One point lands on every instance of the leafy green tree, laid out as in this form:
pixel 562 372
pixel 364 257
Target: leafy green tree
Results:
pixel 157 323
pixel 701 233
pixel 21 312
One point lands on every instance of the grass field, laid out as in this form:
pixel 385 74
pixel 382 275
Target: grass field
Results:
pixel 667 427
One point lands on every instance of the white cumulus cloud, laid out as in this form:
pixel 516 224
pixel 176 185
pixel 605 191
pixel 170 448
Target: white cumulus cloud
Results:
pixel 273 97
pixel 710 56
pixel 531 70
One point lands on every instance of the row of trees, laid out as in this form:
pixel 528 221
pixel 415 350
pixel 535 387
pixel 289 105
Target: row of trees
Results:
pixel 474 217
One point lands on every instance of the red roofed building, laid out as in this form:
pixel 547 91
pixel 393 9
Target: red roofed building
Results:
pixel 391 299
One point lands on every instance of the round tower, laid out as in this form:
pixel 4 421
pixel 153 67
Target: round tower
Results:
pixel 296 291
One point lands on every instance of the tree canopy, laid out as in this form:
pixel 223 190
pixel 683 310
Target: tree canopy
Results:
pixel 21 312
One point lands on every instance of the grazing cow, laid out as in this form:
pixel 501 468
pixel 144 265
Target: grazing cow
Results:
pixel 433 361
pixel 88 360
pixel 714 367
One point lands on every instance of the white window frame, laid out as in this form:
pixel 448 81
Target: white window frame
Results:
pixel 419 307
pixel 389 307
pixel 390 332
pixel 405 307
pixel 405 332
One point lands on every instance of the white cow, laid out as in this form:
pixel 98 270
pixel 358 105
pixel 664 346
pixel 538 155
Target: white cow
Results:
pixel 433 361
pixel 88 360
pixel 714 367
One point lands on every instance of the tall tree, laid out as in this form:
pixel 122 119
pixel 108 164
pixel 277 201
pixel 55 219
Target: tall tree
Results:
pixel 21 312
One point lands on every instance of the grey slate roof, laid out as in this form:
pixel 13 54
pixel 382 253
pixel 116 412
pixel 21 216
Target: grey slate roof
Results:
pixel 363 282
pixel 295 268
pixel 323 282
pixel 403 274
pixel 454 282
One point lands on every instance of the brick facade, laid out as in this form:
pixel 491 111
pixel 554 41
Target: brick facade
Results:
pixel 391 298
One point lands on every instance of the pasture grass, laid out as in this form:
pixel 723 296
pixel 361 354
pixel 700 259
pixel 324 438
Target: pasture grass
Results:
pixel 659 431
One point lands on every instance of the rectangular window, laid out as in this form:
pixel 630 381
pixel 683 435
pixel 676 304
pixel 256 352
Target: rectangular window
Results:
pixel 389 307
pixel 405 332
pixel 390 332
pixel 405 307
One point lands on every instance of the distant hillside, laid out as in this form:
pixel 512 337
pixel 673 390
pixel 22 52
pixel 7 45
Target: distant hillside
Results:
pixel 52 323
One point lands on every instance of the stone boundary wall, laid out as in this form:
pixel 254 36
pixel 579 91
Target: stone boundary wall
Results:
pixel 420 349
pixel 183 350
————
Repeat the lines verbatim, starting with the line that contains "One point lands on every instance of the white cow, laid" and continuing through the line that contains "pixel 391 298".

One point lands on every instance of the white cow, laid out as in this form:
pixel 98 270
pixel 358 105
pixel 664 346
pixel 538 155
Target: white cow
Results:
pixel 433 361
pixel 88 360
pixel 714 367
One point lands on every instance of the tall tree, laid out as in this form:
pixel 122 119
pixel 108 164
pixel 277 201
pixel 55 219
Target: tall tree
Results:
pixel 21 312
One point lands on every instance of the grey slate roof, laid out as in this form:
pixel 13 54
pixel 382 253
pixel 116 412
pixel 21 216
Target: grey slate roof
Results:
pixel 363 282
pixel 295 268
pixel 323 282
pixel 403 274
pixel 454 282
One point lands on every instance of the brick facade, laid out as in this form:
pixel 491 111
pixel 554 41
Target: brick facade
Results:
pixel 391 298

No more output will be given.